--- Passage provided ---
Many of us I am sure either know a friend or family in Vanuatu who has been the victim of domestic violence at the hands of a spouse, de facto partner, boyfriend or other family member. Maybe we ourselves have been a victim. Over the last few years there have been increasing campaigns to educate and end domestic violence against women and children in this country. It has been a slow process and for many victims of violence it seems to be a cycle they will never get out of. For many, they do not even know where to go or what steps to take to end the violence. Today we will be discussing this topic and looking at the Family Protection Act of 2008 to help us understand what victims can do to protect themselves. You can find the law which is easy to read on the paclii website or through a google search.
What is domestic violence?
Section 4 of the Act tells us that domestic violence is committed by a person if he or she:
- Beats or hits you or any family member even if there is no physical evidence of injury.
- Psychologically abuses, harasses or intimates you or any family member.
- Stalks you or a family member which causes you to be afraid.
--- Supplied entries ---
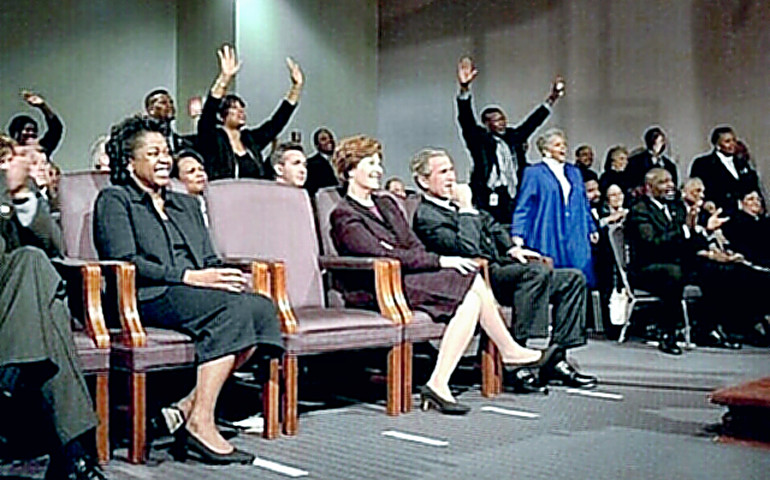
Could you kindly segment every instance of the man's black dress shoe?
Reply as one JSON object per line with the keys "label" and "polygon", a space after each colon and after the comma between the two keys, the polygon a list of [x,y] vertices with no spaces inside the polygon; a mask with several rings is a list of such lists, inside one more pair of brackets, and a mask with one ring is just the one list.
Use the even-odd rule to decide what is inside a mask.
{"label": "man's black dress shoe", "polygon": [[552,368],[540,370],[540,383],[589,389],[596,388],[598,380],[593,375],[578,372],[567,360],[561,360]]}
{"label": "man's black dress shoe", "polygon": [[658,350],[660,350],[663,353],[668,353],[669,355],[682,354],[682,349],[679,348],[679,345],[676,344],[676,340],[674,339],[674,336],[670,334],[663,334],[660,337],[660,342],[658,343]]}
{"label": "man's black dress shoe", "polygon": [[503,372],[503,389],[513,393],[544,393],[548,387],[540,385],[537,377],[529,368],[506,369]]}
{"label": "man's black dress shoe", "polygon": [[435,408],[444,415],[465,415],[471,411],[471,407],[460,402],[444,400],[427,385],[420,390],[420,408],[430,410]]}

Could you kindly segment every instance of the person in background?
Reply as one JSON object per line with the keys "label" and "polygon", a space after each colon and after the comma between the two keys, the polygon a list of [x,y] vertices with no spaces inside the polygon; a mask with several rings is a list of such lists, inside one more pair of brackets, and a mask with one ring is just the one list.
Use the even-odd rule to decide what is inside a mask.
{"label": "person in background", "polygon": [[318,190],[339,185],[331,163],[336,145],[334,134],[328,128],[320,127],[313,132],[313,145],[316,153],[307,159],[307,181],[305,182],[305,189],[311,199],[315,197]]}
{"label": "person in background", "polygon": [[29,168],[16,141],[0,135],[0,451],[43,446],[46,479],[104,479],[64,283],[50,260],[61,232]]}
{"label": "person in background", "polygon": [[234,94],[225,95],[241,68],[235,49],[225,45],[217,52],[219,75],[212,85],[198,121],[198,150],[206,160],[211,180],[220,178],[275,178],[262,150],[281,133],[297,108],[305,77],[291,58],[286,58],[291,87],[278,109],[262,125],[246,127],[246,102]]}
{"label": "person in background", "polygon": [[299,143],[281,143],[270,155],[275,170],[275,181],[292,187],[302,188],[307,180],[307,159]]}
{"label": "person in background", "polygon": [[50,159],[61,142],[64,125],[43,97],[27,90],[23,91],[21,95],[29,106],[37,108],[43,113],[47,130],[45,135],[40,137],[40,127],[38,127],[35,119],[29,115],[21,114],[11,119],[11,123],[8,125],[8,134],[22,146],[37,141]]}
{"label": "person in background", "polygon": [[390,177],[385,181],[385,190],[389,191],[398,198],[406,198],[406,185],[398,177]]}
{"label": "person in background", "polygon": [[599,180],[599,175],[591,170],[594,165],[594,149],[590,145],[581,145],[575,149],[575,166],[580,169],[583,175],[583,182],[589,180]]}

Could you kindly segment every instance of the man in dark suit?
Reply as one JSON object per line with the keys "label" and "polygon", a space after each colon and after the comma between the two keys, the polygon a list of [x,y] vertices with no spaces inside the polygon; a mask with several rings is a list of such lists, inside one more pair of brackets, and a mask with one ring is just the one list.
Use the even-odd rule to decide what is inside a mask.
{"label": "man in dark suit", "polygon": [[680,323],[680,302],[688,283],[703,289],[704,311],[700,318],[699,344],[724,348],[740,348],[724,334],[720,322],[731,318],[731,305],[725,298],[736,298],[729,292],[741,290],[741,271],[737,257],[711,249],[707,233],[713,232],[724,219],[709,217],[704,229],[698,225],[700,206],[686,209],[676,198],[671,174],[653,168],[646,175],[646,195],[631,209],[627,221],[627,242],[631,247],[629,274],[632,285],[647,290],[662,300],[659,348],[662,352],[681,355],[675,332]]}
{"label": "man in dark suit", "polygon": [[339,184],[337,175],[331,164],[334,153],[334,134],[326,127],[321,127],[313,133],[315,155],[307,159],[307,180],[305,189],[312,199],[315,193],[324,187],[335,187]]}
{"label": "man in dark suit", "polygon": [[148,117],[158,120],[163,125],[163,135],[168,140],[172,155],[183,149],[195,149],[195,134],[180,135],[171,123],[176,118],[176,106],[171,94],[165,88],[156,88],[144,97],[144,110]]}
{"label": "man in dark suit", "polygon": [[[548,303],[554,304],[551,342],[564,350],[585,345],[585,278],[579,270],[554,270],[547,260],[514,245],[507,229],[484,211],[473,208],[467,185],[457,185],[452,159],[444,150],[425,149],[411,162],[415,183],[424,198],[414,217],[414,230],[430,251],[441,255],[489,260],[497,300],[514,306],[513,336],[526,344],[532,333],[548,328]],[[517,372],[515,391],[537,391],[528,370]],[[552,368],[541,369],[540,381],[593,388],[596,377],[572,366],[566,354]]]}
{"label": "man in dark suit", "polygon": [[706,199],[723,209],[726,215],[731,215],[739,209],[743,192],[762,191],[759,176],[744,156],[736,155],[732,127],[716,127],[711,132],[711,144],[714,146],[711,153],[693,160],[690,177],[703,180]]}
{"label": "man in dark suit", "polygon": [[460,83],[457,120],[473,159],[471,190],[476,206],[492,214],[498,222],[509,224],[513,218],[517,187],[527,165],[525,145],[548,118],[556,100],[564,95],[564,80],[556,79],[545,102],[519,126],[508,126],[505,112],[500,107],[489,106],[481,112],[482,127],[476,122],[471,105],[470,86],[477,74],[470,58],[460,60],[457,67]]}
{"label": "man in dark suit", "polygon": [[[644,132],[645,149],[628,159],[628,179],[633,188],[644,187],[645,175],[653,168],[663,168],[671,174],[674,185],[678,183],[676,164],[663,155],[666,150],[666,133],[660,127],[650,127]],[[626,192],[628,193],[628,192]]]}

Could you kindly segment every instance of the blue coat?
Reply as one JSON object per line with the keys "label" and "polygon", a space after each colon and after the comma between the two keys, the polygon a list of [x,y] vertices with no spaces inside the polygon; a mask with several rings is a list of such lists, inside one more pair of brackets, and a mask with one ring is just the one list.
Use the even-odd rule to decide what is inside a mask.
{"label": "blue coat", "polygon": [[580,170],[571,164],[564,174],[572,185],[569,202],[564,205],[561,185],[548,165],[538,163],[524,169],[511,234],[525,244],[553,258],[556,268],[577,268],[589,286],[596,284],[591,240],[596,230],[586,198]]}

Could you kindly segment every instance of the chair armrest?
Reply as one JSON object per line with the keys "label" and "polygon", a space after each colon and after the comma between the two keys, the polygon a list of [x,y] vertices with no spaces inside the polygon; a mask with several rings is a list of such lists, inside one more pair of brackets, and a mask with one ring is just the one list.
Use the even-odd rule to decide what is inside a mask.
{"label": "chair armrest", "polygon": [[[54,259],[53,264],[74,290],[68,294],[82,298],[82,303],[78,304],[78,313],[82,313],[86,332],[96,348],[110,348],[110,332],[102,310],[102,271],[99,264],[69,258]],[[70,301],[77,302],[77,299],[70,298]]]}

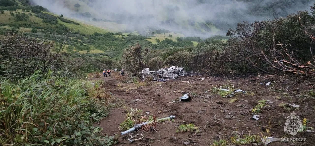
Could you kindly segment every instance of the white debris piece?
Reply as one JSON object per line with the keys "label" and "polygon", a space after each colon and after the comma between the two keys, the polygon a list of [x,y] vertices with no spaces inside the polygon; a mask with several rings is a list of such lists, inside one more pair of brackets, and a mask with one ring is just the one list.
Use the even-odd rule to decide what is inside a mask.
{"label": "white debris piece", "polygon": [[153,81],[158,81],[159,79],[176,79],[179,76],[184,76],[189,73],[186,71],[183,67],[171,66],[165,69],[161,68],[157,71],[151,71],[149,68],[146,68],[142,70],[141,73],[143,79],[151,76],[153,78]]}

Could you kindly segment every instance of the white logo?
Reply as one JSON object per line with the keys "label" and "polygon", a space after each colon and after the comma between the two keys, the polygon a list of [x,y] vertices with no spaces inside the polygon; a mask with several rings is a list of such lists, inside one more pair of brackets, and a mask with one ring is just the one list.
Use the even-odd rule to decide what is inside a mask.
{"label": "white logo", "polygon": [[287,119],[285,121],[284,131],[287,133],[289,132],[294,136],[298,131],[302,129],[302,121],[299,119],[300,117],[299,116],[295,116],[295,113],[294,112],[291,115],[289,116],[289,119]]}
---
What is needed — Please carry on the piece about domestic violence and Vanuatu's Family Protection Act, picking up right after its last line.

Expected answer —
- Behaves in an indecent or offensive manner to you or a family member.
- Damages or causes damage to your property or that of a family member.
- Threatens to do any of the acts in (a) to (e) mentioned here.
What is considered psychological abuse?
Psychological abuse is any kind of mental or emotional abuse against you or a family member. Examples of this type of abuse would be:
- Calling you bad names,
- Yelling at you,
- Embarrassing you in public in a way that makes people think less of you or degrades you,
- Isolates you, that is, they keep you away from or try to keep you away from your family or friends and even your children,
- They monitor where you are going or control where you can go. Take your phone or go through your phone.
- They control access to the family money.
- They do not include you in decisions about your life, your children, the family, but expect you to obey without question.
These are just a few examples of mental and emotional abuse but there are so many more. A simple search on the internet will give you many more examples that you will recognise if you are a victim of this type of abuse.
What does Stalking mean?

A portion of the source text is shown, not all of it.